=== Brano di testo ===
··········
Chi è a rischio depressione?
Quali potrebbero essere le categorie le fasce di età più a rischio? Chi potrebbe reagire meglio?
«Dobbiamo distinguere due aspetti, uno identitario e uno emotivo. Se consideriamo l’aspetto identitario, ci accorgiamo che reagisce meglio ed è più protetto chi ha una identità forte e strutturata, cioè la persona che sa quello che è, che sa “prendere le misure” a se stesso, ai suoi pregi e ai suoi limiti, e in qualche modo è in pace con la propria identità. Anche questa persona certo si dovrà sottoporre allo stress di dover reinventare la sua realtà, però ha gli strumenti per poterlo fare. Chi ha un’identità più debole, chi ha bisogno di conferme, le persone in formazione, le persone con lavori precari, le persone con situazioni familiari precarie, sono persone più a rischio».
Come incide invece l’aspetto emotivo?

«In questo caso dobbiamo guardare alle fragilità personali. Sul piano delle fragilità personali i ragazzi sono a rischio, perché le loro personalità sono in formazione. Sotto l’aspetto identitario, ad esempio del ruolo sociale, paradossalmente i ragazzi sono meno a rischio, perché devono ancora conquistare il proprio ruolo sociale. I ragazzi, escono, riprendono a ridere, si incontrano, fanno gruppo, magari si pongono pochi problemi per il futuro, perché sono ancora nella fase della irresponsabilità, cioè non hanno ancora maturato il concetto della responsabilità in ambito sociale. Sul piano dell’identità sociale, è più a rischio il commerciante adulto che rischia di chiudere il negozio e non sa come reinventarsi».
Resilienza, ancora di salvezza
Si è parlato di resilienza. Sviluppare una capacità di adattamento può essere la soluzione per affrontare la fase 2 e più in generale l’esperienza del coronavirus?
··········
Descrizioni di regioni in linguaggio naturale:
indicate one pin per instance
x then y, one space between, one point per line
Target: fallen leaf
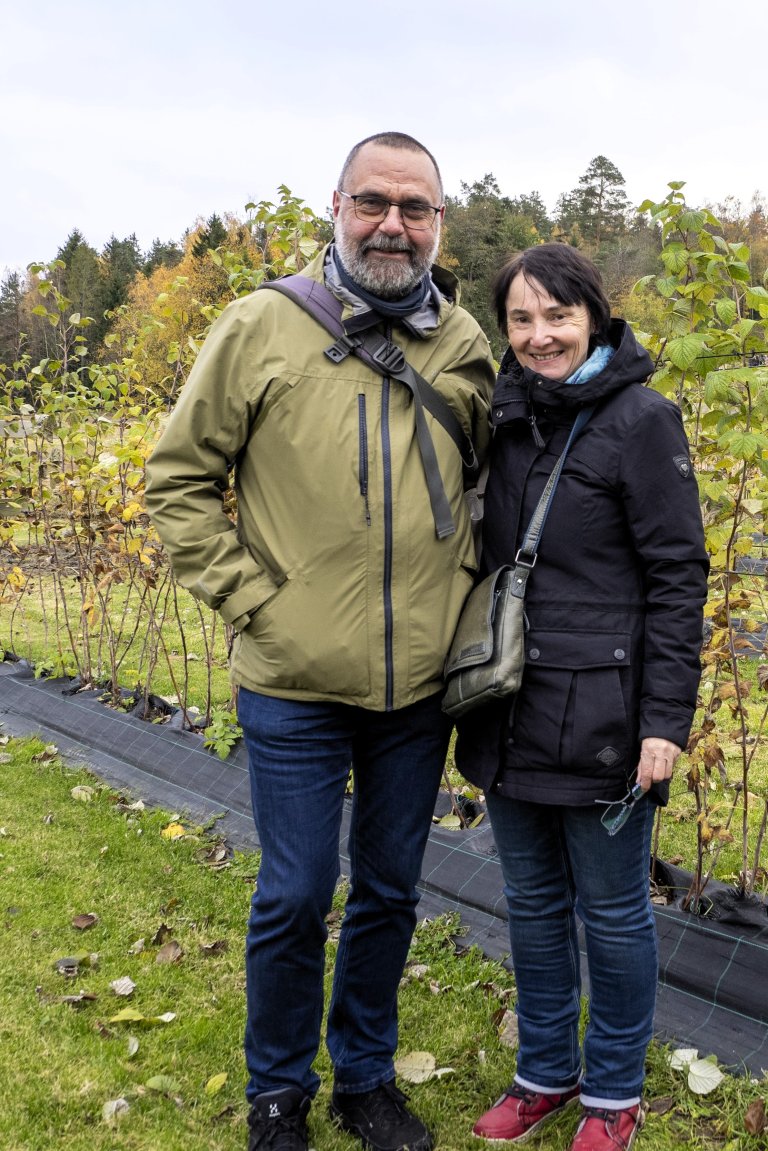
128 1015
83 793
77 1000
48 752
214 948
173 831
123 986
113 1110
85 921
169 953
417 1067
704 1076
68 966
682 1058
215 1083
··········
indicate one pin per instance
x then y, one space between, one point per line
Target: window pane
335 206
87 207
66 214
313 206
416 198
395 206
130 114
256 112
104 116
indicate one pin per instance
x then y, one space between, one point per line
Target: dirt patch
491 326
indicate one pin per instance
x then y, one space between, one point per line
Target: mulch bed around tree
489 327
··········
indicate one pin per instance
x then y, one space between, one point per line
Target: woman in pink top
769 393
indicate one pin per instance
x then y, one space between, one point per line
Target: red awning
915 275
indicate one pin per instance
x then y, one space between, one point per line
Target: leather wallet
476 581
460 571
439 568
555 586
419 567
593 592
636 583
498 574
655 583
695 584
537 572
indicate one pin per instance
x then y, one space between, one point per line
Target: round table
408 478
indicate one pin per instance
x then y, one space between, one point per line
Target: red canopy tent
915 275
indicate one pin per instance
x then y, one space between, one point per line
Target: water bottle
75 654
··········
=== Obiettivo del compito ===
Trascrivi parola per parola il brano sul rischio di depressione tra "Resilienza, ancora di" e "l’esperienza del coronavirus?", estremi inclusi.

=== Risposta ===
Resilienza, ancora di salvezza
Si è parlato di resilienza. Sviluppare una capacità di adattamento può essere la soluzione per affrontare la fase 2 e più in generale l’esperienza del coronavirus?